A US Department of Agriculture report on Thursday may show costs are accelerating as revenue growth slows, similar to a pattern that led to a 1980s farm crisis that was the worst since the Great Depression, said Gary Schnitkey, a University of Illinois farm economist. Corn, wheat and soybean prices are all at least 18% below their peaks.

Fertiliser costs doubled from a year ago, while fuel increased 62 %, USDA data show. Expenses probably will surpass the $279.2 billion that the USDA estimated in February, eroding net income the government pegged at a record $92.3 billion for 2008, farmers and economists said. “ Income peaked this year,'' said Kurt Line, who owns or manages more than 6,800 acres of farmland near Momence, Illinois. “We should see a significant drop in 2009. For the number of dollars we will be risking the next two years, profit margins are not going to be robust.''

The department's first forecast of farm income for 2009 will be made in November. While income is up from last year, the price rally that began in 2006 for the nation's biggest crops has sputtered since late June and early July, on signs that Midwest flooding may have caused less damage to corn and soybean plants than analysts had predicted. Corn, the most-valuable US crop at a record $52.1 billion last year, dropped 26 % from its June 27 peak of $7.9925 a bushel on the Chicago Board of Trade. Soybeans, after jumping 78% in 2007, plunged 18% from a high of $16.3675 a bushel on July 3. Wheat, up 77% in 2007, slumped 37%from its record $13.4925 a bushel on March 12.

## Records shown
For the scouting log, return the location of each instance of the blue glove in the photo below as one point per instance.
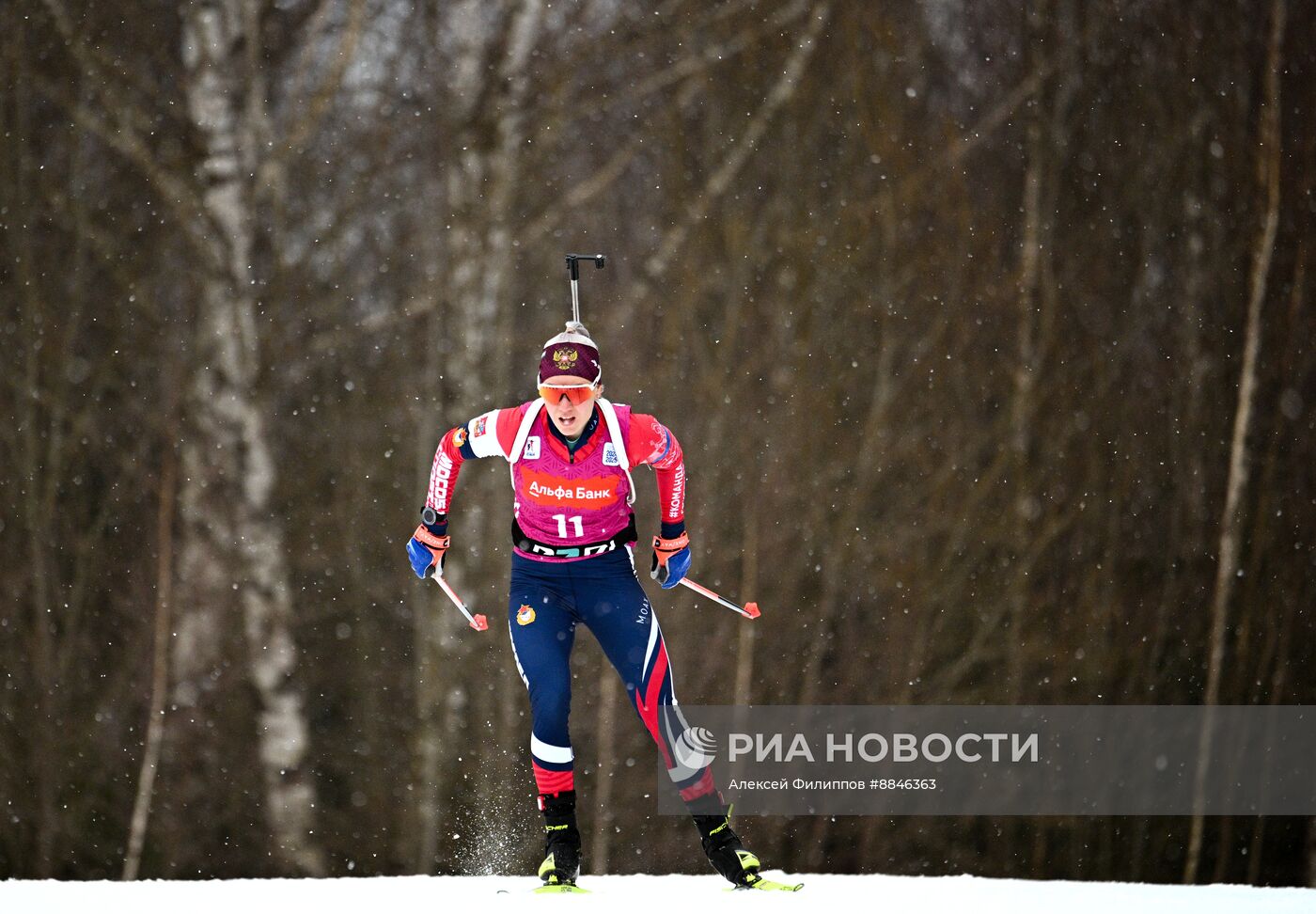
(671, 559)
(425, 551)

...

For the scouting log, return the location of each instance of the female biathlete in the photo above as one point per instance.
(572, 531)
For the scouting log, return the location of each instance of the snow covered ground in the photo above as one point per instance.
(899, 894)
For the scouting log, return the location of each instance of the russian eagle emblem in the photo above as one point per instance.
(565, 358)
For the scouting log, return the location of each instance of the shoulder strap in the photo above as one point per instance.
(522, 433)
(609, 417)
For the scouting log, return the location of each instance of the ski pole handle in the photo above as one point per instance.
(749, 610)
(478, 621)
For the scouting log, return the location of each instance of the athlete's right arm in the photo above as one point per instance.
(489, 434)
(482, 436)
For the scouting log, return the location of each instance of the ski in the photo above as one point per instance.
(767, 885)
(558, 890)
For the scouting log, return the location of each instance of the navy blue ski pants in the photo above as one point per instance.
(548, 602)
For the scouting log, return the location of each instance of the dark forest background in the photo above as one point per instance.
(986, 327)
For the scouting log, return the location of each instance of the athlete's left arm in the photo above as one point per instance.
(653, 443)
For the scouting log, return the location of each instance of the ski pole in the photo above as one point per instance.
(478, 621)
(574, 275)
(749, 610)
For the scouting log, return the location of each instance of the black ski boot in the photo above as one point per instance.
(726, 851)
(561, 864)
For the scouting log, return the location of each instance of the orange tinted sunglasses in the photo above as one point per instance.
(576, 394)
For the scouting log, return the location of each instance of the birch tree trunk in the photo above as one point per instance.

---

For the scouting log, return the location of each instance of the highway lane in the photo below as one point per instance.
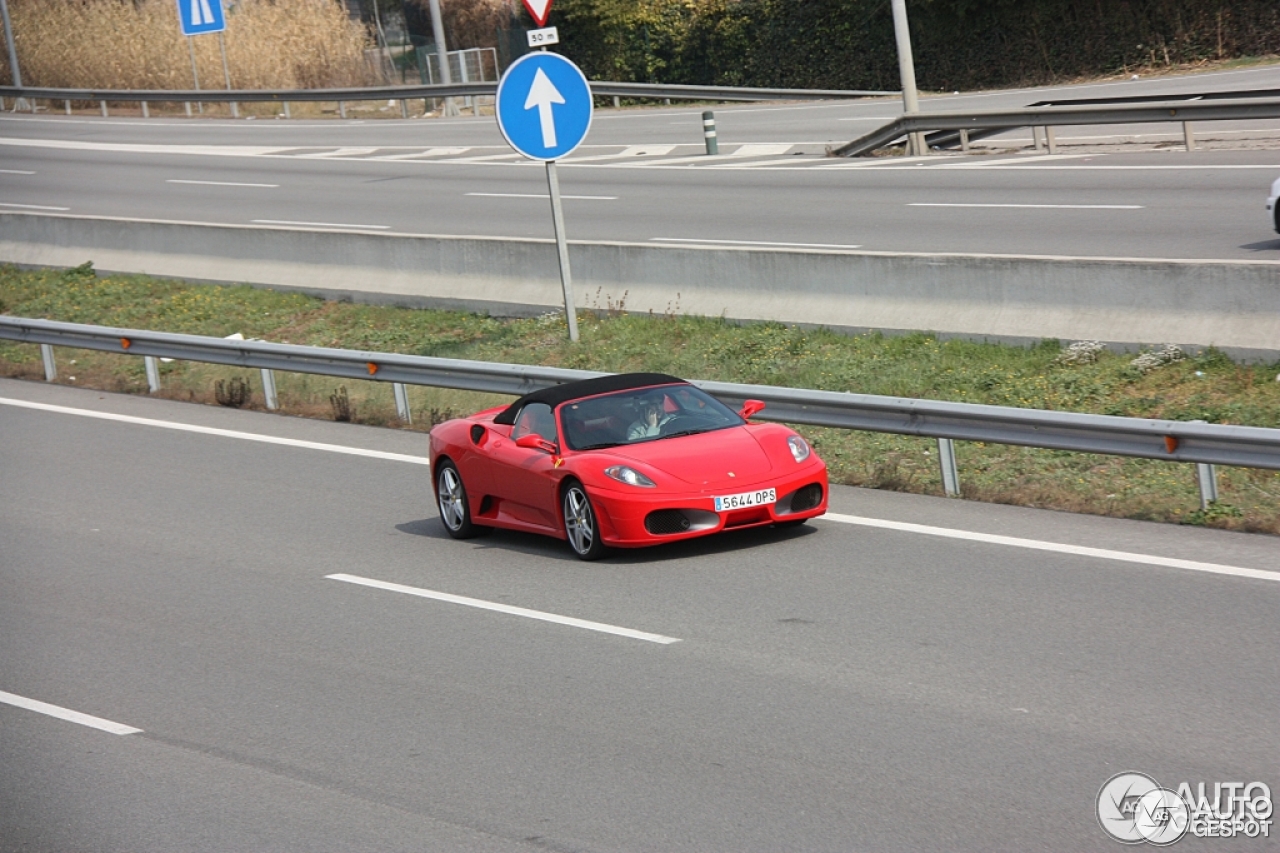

## Request A
According to the farm costs text, when will the department make its first forecast of farm income for 2009?
## Request B
Rewrite everything from "A US Department" down to "below their peaks." in the farm costs text, swapping "farm economist" for "agricultural economist".
Rely only on the text itself.

## Answer A
In November.

## Answer B
A US Department of Agriculture report on Thursday may show costs are accelerating as revenue growth slows, similar to a pattern that led to a 1980s farm crisis that was the worst since the Great Depression, said Gary Schnitkey, a University of Illinois agricultural economist. Corn, wheat and soybean prices are all at least 18% below their peaks.